Problem to work on
Work out how many lines in the material below hold "wheel", then give only that number.

Records supplied
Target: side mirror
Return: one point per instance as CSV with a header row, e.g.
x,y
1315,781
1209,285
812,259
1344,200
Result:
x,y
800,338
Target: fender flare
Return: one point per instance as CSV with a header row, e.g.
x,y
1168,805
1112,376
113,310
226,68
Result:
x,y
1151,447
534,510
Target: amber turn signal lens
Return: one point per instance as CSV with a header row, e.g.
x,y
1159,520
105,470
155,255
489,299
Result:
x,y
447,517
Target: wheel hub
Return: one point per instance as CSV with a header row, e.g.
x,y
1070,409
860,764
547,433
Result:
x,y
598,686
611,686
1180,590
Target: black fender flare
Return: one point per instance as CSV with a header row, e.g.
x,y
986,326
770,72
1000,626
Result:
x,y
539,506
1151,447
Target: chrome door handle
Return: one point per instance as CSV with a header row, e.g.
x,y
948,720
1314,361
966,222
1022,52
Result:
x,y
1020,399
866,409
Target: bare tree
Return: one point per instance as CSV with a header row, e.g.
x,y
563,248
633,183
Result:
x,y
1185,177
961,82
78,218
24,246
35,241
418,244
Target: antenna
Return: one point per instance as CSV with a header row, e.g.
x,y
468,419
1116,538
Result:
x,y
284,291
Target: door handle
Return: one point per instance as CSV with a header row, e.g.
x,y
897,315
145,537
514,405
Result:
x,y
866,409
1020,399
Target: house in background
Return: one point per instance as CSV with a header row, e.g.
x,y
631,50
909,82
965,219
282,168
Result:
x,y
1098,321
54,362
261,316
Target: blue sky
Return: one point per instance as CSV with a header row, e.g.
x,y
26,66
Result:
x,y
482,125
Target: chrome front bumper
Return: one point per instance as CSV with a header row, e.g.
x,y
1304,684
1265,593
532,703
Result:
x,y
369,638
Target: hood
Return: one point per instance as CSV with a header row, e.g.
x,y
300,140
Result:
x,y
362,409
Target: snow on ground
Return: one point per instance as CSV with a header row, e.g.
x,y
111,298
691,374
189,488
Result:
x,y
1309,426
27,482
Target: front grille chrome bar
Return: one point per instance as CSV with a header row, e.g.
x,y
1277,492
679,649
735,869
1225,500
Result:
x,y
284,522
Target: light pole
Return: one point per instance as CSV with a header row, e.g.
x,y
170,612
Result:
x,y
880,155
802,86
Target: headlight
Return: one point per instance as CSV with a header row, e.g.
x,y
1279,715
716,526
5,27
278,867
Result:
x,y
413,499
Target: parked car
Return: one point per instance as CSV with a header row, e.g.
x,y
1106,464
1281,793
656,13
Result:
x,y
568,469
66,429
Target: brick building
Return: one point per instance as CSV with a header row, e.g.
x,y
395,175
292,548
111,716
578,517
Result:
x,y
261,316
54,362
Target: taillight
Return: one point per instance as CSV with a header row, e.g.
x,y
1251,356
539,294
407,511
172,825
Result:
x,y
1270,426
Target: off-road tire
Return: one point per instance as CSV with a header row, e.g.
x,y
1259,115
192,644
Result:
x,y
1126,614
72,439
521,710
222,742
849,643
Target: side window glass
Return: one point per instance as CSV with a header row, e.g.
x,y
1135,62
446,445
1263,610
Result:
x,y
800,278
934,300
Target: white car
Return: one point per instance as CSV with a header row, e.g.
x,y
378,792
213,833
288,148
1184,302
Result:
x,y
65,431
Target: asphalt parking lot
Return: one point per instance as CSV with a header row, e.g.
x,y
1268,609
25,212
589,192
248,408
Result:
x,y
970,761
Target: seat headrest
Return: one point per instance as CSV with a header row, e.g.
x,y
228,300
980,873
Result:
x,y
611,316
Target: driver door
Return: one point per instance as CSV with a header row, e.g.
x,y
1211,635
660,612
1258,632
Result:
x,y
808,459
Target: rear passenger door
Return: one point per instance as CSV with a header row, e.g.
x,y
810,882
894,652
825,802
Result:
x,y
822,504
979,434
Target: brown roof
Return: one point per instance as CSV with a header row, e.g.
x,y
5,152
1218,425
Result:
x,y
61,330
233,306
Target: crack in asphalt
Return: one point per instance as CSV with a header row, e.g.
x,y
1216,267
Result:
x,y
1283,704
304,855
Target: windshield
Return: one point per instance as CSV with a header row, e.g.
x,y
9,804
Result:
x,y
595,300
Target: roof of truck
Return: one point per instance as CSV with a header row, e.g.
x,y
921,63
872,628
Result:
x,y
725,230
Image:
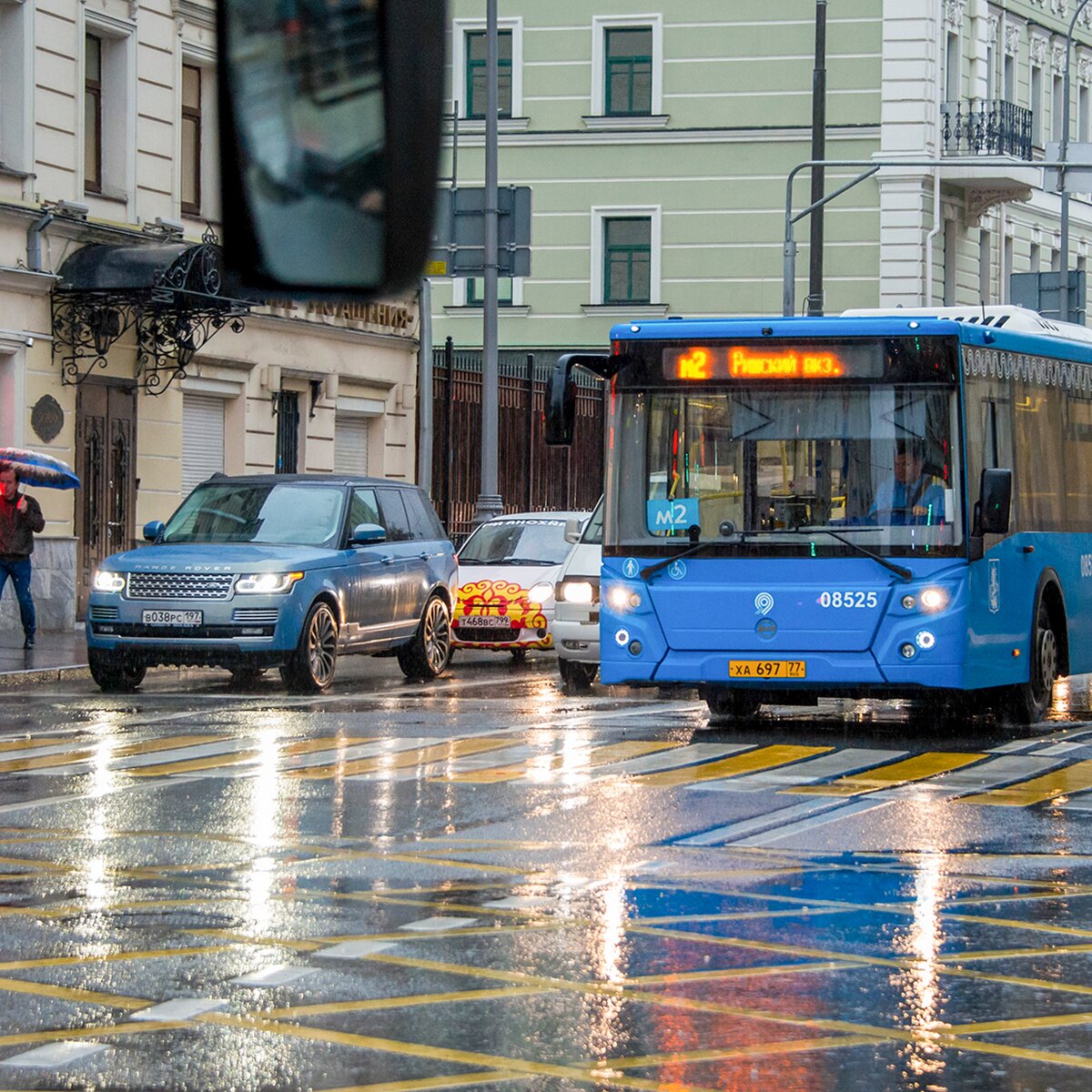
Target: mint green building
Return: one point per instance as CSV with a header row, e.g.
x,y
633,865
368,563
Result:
x,y
659,142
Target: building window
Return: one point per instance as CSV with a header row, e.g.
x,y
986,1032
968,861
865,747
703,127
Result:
x,y
1036,105
628,71
1057,108
627,260
984,267
93,115
475,290
953,82
476,44
15,53
288,431
191,140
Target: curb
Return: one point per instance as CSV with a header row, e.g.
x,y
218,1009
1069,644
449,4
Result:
x,y
43,675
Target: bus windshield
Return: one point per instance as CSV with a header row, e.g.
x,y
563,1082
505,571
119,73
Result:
x,y
876,462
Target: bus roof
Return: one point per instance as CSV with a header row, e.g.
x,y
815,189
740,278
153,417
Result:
x,y
975,325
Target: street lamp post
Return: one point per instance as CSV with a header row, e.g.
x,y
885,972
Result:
x,y
1064,262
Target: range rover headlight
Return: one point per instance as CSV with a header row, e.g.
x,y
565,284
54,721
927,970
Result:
x,y
540,593
106,581
267,583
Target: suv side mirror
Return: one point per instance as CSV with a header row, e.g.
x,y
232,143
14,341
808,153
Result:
x,y
330,117
995,501
365,533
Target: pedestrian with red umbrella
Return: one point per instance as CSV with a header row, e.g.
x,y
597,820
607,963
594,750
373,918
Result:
x,y
20,520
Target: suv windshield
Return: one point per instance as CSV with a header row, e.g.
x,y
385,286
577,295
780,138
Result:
x,y
274,514
517,541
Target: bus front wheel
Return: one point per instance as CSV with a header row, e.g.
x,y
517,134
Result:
x,y
726,704
1029,703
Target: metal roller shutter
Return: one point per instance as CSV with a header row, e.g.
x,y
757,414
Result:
x,y
202,438
350,446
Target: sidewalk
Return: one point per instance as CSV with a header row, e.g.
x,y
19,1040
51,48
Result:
x,y
55,656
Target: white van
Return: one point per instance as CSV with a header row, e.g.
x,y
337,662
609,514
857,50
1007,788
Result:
x,y
577,606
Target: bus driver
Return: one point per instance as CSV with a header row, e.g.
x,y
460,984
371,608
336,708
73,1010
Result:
x,y
910,496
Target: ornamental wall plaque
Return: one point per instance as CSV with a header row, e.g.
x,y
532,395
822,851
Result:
x,y
47,419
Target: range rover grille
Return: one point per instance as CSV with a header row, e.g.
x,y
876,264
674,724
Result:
x,y
180,585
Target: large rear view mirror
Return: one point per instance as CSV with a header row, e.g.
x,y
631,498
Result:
x,y
995,502
330,136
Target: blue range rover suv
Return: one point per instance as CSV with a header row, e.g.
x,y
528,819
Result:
x,y
287,571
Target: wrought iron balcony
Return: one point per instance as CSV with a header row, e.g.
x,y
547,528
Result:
x,y
986,126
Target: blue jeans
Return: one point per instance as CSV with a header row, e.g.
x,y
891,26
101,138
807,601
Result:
x,y
20,572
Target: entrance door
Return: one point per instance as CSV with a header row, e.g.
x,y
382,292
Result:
x,y
106,462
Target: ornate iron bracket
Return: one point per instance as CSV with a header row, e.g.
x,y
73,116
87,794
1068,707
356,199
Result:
x,y
174,317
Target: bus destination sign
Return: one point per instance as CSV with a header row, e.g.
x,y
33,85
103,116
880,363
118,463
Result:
x,y
756,361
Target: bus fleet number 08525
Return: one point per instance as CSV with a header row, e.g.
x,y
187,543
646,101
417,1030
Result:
x,y
849,600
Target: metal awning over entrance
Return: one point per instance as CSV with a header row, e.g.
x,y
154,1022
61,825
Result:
x,y
168,292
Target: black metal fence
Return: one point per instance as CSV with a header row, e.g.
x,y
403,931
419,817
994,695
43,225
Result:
x,y
531,476
986,126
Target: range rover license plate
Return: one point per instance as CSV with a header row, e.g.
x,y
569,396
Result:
x,y
173,617
768,669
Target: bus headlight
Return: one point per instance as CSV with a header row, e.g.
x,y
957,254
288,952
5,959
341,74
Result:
x,y
934,600
622,600
267,583
540,593
106,581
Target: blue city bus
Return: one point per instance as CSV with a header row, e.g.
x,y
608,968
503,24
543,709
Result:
x,y
891,505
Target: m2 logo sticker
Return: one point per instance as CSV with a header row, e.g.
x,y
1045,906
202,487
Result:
x,y
672,514
994,584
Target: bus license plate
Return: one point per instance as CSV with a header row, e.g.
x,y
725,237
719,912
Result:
x,y
173,617
768,669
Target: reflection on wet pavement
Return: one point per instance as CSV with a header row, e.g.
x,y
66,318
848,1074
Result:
x,y
511,889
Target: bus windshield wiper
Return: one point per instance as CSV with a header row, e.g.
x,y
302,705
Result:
x,y
896,569
727,532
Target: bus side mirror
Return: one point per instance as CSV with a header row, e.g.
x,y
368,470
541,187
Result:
x,y
995,501
561,403
330,140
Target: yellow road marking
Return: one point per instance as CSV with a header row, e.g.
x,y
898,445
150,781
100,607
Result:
x,y
27,965
71,994
105,752
1070,779
238,758
763,758
398,1003
898,774
581,762
399,760
425,1084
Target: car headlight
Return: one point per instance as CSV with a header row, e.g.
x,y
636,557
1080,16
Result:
x,y
267,583
106,581
576,591
541,592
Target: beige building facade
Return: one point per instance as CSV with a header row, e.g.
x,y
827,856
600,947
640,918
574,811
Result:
x,y
108,186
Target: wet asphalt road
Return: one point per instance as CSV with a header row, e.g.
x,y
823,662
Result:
x,y
484,884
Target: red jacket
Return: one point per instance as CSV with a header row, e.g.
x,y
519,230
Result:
x,y
17,529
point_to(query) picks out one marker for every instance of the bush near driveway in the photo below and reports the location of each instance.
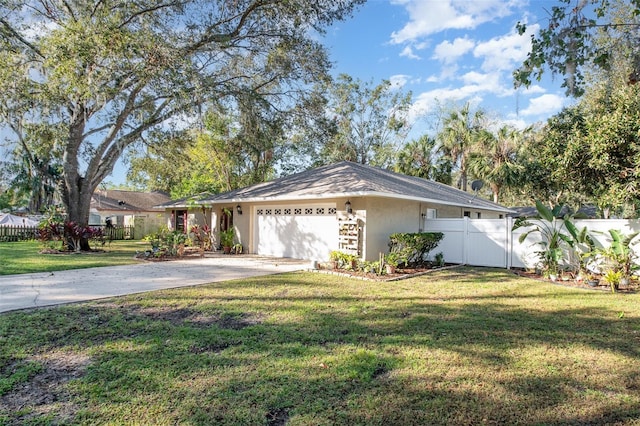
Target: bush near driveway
(461, 346)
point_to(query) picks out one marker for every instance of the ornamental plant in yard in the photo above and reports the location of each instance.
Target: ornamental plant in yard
(552, 225)
(414, 248)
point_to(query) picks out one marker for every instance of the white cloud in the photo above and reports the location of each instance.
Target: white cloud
(448, 52)
(408, 52)
(428, 17)
(399, 80)
(545, 104)
(505, 52)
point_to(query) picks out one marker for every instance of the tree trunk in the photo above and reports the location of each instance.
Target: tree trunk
(76, 190)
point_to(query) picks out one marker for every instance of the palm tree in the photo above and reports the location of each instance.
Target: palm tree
(417, 158)
(461, 130)
(494, 161)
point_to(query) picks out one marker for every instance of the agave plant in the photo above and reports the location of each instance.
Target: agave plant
(555, 229)
(620, 256)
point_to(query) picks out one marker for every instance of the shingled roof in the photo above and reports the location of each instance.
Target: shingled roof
(346, 179)
(128, 201)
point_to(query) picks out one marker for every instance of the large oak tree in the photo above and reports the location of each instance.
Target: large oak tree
(112, 71)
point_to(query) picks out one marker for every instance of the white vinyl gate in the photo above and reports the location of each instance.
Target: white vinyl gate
(490, 242)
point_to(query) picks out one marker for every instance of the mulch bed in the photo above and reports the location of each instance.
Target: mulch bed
(399, 274)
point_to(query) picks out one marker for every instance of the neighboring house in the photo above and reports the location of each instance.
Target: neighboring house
(129, 208)
(344, 206)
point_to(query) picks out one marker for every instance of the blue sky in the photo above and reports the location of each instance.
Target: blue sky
(444, 51)
(447, 51)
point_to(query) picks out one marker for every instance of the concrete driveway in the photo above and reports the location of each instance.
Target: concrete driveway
(53, 288)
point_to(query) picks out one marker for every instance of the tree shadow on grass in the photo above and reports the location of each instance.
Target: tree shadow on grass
(316, 355)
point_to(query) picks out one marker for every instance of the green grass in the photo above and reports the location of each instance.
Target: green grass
(463, 346)
(24, 257)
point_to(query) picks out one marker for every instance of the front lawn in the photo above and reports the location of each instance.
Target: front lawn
(461, 346)
(24, 257)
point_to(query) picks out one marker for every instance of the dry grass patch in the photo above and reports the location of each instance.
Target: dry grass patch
(463, 346)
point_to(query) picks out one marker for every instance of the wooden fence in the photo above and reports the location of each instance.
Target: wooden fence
(22, 233)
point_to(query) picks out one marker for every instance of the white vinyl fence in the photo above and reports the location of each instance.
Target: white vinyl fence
(491, 242)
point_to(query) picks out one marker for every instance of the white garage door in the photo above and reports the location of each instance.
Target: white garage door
(297, 231)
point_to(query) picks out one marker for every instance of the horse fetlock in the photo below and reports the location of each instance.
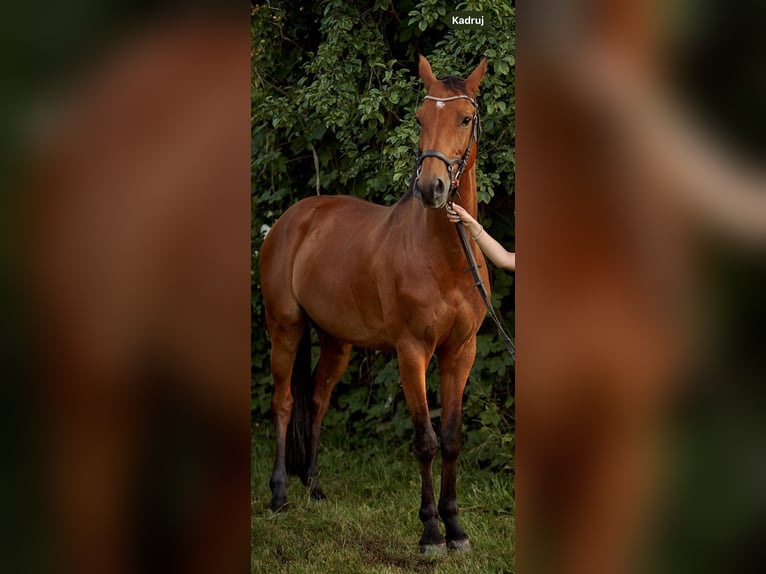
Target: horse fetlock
(459, 545)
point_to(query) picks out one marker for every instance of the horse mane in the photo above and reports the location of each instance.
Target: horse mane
(455, 84)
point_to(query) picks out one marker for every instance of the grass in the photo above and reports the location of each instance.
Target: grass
(369, 523)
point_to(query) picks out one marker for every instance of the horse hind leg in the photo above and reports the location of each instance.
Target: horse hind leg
(290, 354)
(333, 361)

Written reply
2